Task requirements
Please copy all of the records below word for word, omitting the pictures from your answer.

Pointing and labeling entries
[start]

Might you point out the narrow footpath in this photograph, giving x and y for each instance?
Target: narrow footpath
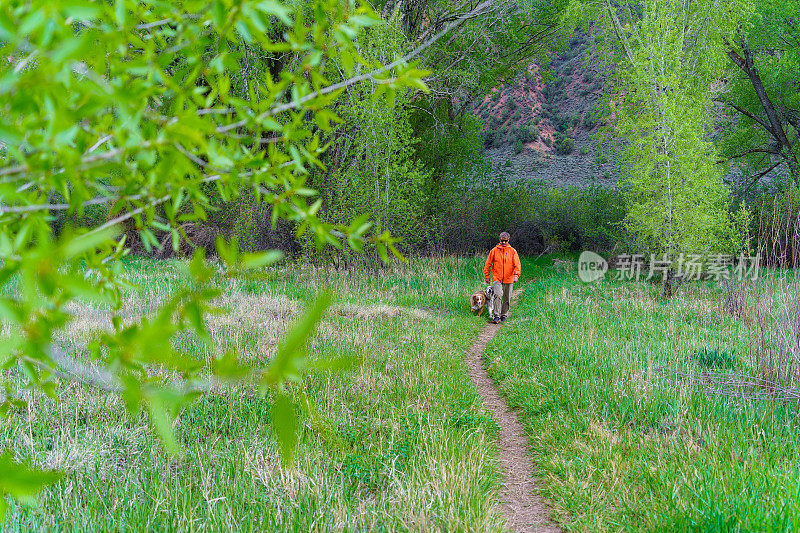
(523, 507)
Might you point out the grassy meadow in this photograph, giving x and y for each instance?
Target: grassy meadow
(402, 443)
(621, 441)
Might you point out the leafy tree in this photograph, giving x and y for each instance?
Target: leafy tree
(762, 94)
(669, 54)
(140, 106)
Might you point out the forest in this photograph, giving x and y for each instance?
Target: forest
(240, 239)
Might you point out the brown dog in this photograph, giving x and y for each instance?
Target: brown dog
(478, 303)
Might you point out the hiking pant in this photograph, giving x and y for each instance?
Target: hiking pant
(502, 297)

[end]

Solution
Might you point out the narrow footpath in this photograph, giving x and y for each instance?
Target: narrow footpath
(523, 507)
Might you point out the grassy meadow in this photograph, giving x and y for each instance?
Target: grassy meadow
(402, 443)
(621, 441)
Might you point out the leafy tree in this photograph, giving x and y for each instance?
Target: leafy tree
(762, 94)
(669, 54)
(140, 106)
Might you point out the forest in this photograph, giving x and y for each instance?
Target: forest
(240, 239)
Might you point out the brown dog in this photograph, giving x and y for each instance?
Target: brown dog
(478, 303)
Might you point out the hiking pant in this photograph, giving x and y for each instance?
Target: hiking pant
(502, 297)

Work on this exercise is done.